Questions to answer ->
- 1) In the hormone therapy extract, print everything from "When Jamie went" down to "into his thighs.".
- 2) Condense the paragraph of the hormone therapy extract that begins "When Jamie went to an LGBT clinic" into a shorter version that keeps its main facts.
- 3) According to the hormone therapy extract, what two conditions was Jamie Shupe treated for in the emergency room?

** Opening Extract provided block **

Testosterone can make your blood become too thick…which can cause a stroke, heart attack or other conditions. This can be a particular problem if you are taking a dose that is too high for your body’s metabolism. Your cholesterol could potentially increase when taking testosterone. Your doctor will perform periodic tests of your blood count, cholesterol, kidney functions, and liver functions, and a diabetes screening test…

Estrogen, used by men wanting to feminize to the appearance of a woman, has medical effects and safety concerns for transgender people which are not fully understood. As the UCSF Transgender Care male-to-female health booklet says, “Since there is not a lot of research on the use of estrogen in transwomen, there may be other risks that we won’t know about, especially for those who have used estrogen for many years.”

Jamie Shupe’s Story

Jamie Shupe suffered health complications from his hormone therapy.

He says: “As a result of being prescribed these off-label, high dose hormones, I’ve suffered numerous serious health complications. I’ve been treated in the emergency room twice for vasculitis (inflammation of blood vessels) and cellulitis in my legs because of oral cross-sex hormones. Testing at the Department of Veterans Affairs (VA) hospital also revealed that my kidney function was abnormal despite leading a healthy lifestyle. The attending physician emphatically advised that I stop taking the oral cross-sex hormones, which I did.”

When Jamie went to an LGBT clinic for follow-up care, to his surprise, the clinic doctor harshly criticized the care he received at the VA, both for putting him on oral hormones the year before (because pill form for someone his age can cause problems in the liver), and for stopping the HRT the month before. The clinic doctor said he had a better plan and wrote Jamie a prescription for weekly intramuscular injections of estrogen, to be self-injected into his thighs.

According to Jamie, in a short time the results proved to be disastrous: “By the fifth week of estrogen injections my mood had spiraled out of control. My energy level had also plummeted. I had rapidly deteriorated from a structured daily routine of exercise and working on my website, to a state of complete and utter despair. I had absolutely no ability to concentrate. Suicidal and in the deepest depression of my life, I angrily threw the syringes and vials of estrogen in the trash, swearing to never take hormones again.”

Ashamed and considering suicide, Jamie was admitted into the psychiatric ward at the VA hospital. Despite telling the mental health doctors about the hormone injections and the recent stopping of hormones, they didn’t test his hormone levels, and as Jamie says, “They diagnosed me with multiple psychiatric illnesses and, in an effort to cure me, pumped me full of antidepressants, mood stabilizers and antipsychotic drugs.”

** Closing Extract provided block **
** Opening Data for analysis block **

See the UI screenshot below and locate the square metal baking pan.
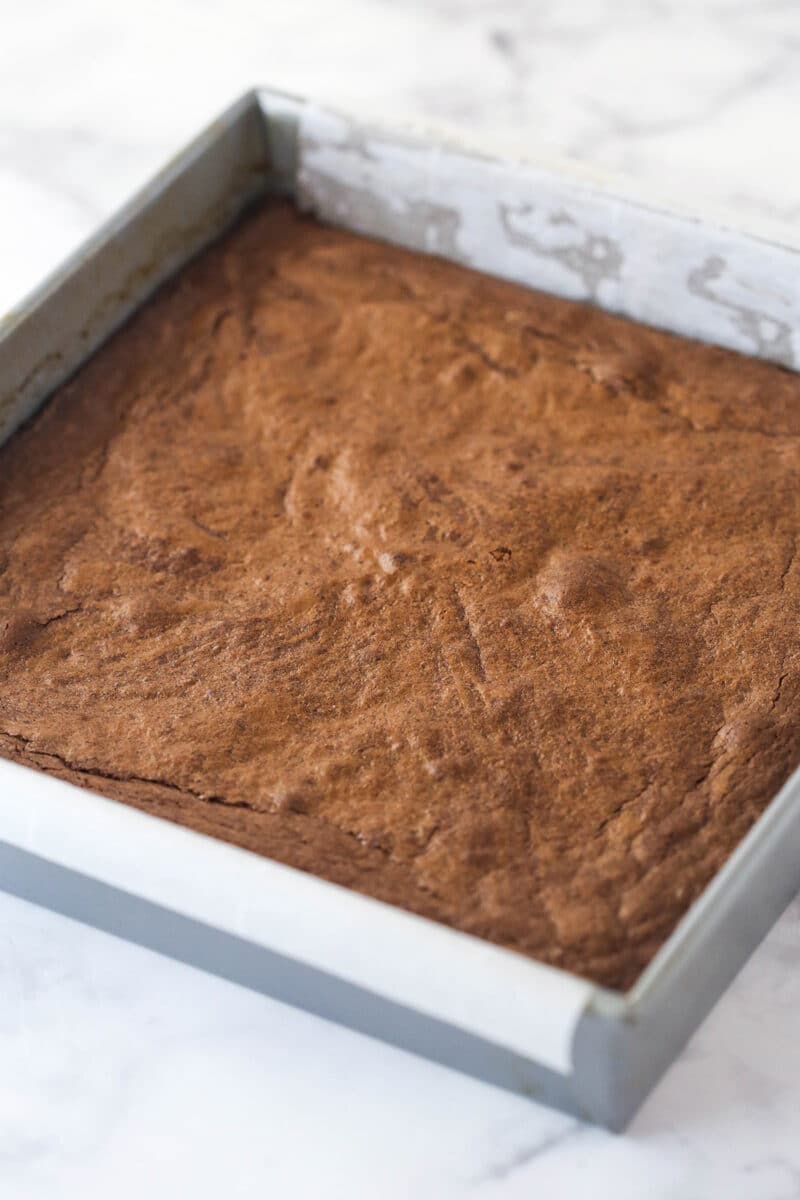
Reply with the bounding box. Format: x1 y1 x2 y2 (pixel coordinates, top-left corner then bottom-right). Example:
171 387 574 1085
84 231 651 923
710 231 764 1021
0 91 800 1129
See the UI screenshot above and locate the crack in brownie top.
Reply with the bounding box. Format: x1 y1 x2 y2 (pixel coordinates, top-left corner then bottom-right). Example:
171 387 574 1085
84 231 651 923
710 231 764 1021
0 203 800 986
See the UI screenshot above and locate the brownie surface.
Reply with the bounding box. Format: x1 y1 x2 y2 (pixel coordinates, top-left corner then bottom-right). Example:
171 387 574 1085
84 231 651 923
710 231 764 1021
0 203 800 986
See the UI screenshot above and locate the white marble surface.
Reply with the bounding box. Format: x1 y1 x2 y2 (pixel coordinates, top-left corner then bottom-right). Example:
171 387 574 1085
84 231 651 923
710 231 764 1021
0 0 800 1200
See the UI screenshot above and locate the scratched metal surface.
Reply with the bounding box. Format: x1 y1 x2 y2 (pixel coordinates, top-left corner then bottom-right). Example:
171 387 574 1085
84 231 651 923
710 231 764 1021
286 97 800 370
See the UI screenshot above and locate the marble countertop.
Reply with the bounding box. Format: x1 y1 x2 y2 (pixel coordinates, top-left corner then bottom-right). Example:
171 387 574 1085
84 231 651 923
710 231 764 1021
0 0 800 1200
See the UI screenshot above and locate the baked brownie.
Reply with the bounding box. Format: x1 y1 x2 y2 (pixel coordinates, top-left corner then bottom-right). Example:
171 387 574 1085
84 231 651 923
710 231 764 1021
0 203 800 986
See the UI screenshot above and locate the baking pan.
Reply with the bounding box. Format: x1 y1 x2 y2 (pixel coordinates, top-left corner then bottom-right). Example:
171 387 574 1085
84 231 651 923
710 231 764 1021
0 91 800 1129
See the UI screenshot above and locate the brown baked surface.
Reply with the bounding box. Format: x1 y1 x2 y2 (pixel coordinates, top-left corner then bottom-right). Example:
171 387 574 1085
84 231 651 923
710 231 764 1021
0 204 800 986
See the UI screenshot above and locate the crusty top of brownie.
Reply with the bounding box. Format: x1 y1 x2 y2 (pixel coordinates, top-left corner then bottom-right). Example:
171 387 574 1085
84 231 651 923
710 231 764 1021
0 203 800 986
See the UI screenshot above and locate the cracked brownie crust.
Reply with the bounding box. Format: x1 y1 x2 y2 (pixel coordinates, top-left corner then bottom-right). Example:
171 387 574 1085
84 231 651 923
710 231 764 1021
0 204 800 986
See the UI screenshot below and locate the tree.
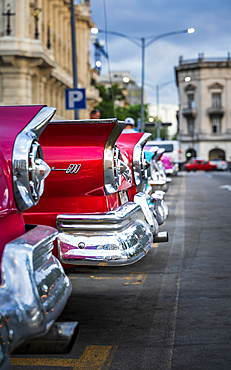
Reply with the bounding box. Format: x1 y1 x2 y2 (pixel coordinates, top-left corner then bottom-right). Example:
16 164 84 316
95 84 148 126
95 84 125 118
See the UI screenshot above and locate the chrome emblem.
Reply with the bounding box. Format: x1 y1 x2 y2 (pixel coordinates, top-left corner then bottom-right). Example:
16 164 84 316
51 163 81 173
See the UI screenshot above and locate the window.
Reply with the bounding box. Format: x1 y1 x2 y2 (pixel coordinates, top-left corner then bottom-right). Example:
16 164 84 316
188 94 195 109
212 93 221 108
188 117 195 135
212 117 221 134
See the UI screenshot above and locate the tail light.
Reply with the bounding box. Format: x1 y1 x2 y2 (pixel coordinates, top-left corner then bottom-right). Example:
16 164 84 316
133 134 151 186
12 107 56 211
104 145 131 194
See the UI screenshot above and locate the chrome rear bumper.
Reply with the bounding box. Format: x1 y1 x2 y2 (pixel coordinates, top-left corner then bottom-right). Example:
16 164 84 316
57 202 153 266
0 226 71 352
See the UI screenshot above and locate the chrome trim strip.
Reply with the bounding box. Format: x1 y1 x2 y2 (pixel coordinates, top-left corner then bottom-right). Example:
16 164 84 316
12 107 56 211
134 192 159 235
103 120 125 195
57 202 153 266
133 133 151 191
0 226 71 352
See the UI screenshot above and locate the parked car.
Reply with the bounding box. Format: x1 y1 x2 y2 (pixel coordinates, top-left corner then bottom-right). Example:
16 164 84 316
116 133 168 233
24 119 168 267
161 153 179 176
147 140 183 175
0 105 76 369
183 158 217 171
209 158 229 171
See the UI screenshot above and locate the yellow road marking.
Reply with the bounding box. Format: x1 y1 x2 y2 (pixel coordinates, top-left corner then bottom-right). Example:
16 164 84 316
11 346 117 370
69 272 145 284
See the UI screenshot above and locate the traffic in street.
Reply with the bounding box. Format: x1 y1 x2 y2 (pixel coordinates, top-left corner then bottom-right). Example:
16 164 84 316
11 171 231 370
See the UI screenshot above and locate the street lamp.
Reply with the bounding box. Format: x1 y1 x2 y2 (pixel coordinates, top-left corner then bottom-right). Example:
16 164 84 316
91 27 195 131
71 0 79 119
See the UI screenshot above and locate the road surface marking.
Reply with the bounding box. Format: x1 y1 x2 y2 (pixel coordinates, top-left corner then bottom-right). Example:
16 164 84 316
11 346 117 370
219 185 231 191
142 177 186 370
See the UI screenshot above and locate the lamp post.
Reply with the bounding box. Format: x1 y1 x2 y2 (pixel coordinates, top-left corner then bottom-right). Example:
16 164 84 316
92 27 195 131
71 0 79 119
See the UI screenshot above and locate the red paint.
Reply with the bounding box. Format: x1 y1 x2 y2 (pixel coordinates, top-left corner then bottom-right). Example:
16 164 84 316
0 106 42 264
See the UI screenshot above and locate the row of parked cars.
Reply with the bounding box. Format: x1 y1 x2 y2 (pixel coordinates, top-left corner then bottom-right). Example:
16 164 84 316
0 105 174 369
183 158 229 172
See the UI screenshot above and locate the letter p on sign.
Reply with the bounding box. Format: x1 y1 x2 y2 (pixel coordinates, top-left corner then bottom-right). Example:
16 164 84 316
66 89 86 109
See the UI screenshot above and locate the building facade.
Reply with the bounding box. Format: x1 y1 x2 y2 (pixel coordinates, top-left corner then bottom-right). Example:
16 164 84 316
0 0 101 119
175 54 231 161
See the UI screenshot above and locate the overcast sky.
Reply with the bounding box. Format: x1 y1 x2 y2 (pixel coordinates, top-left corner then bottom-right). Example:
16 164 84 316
88 0 231 104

** Closing Data for analysis block **

Per-task answers ->
- 1)
When Jamie went to an LGBT clinic for follow-up care, to his surprise, the clinic doctor harshly criticized the care he received at the VA, both for putting him on oral hormones the year before (because pill form for someone his age can cause problems in the liver), and for stopping the HRT the month before. The clinic doctor said he had a better plan and wrote Jamie a prescription for weekly intramuscular injections of estrogen, to be self-injected into his thighs.

- 2) At an LGBT clinic for follow-up care, the doctor harshly criticized the VA's care for two reasons. The first was starting oral hormones the year before, since pills can cause liver problems at Jamie's age. The second was stopping HRT the month before. Claiming a better plan, the clinic doctor prescribed weekly intramuscular estrogen injections for Jamie to self-inject into the thighs.

- 3) Vasculitis and cellulitis in the legs.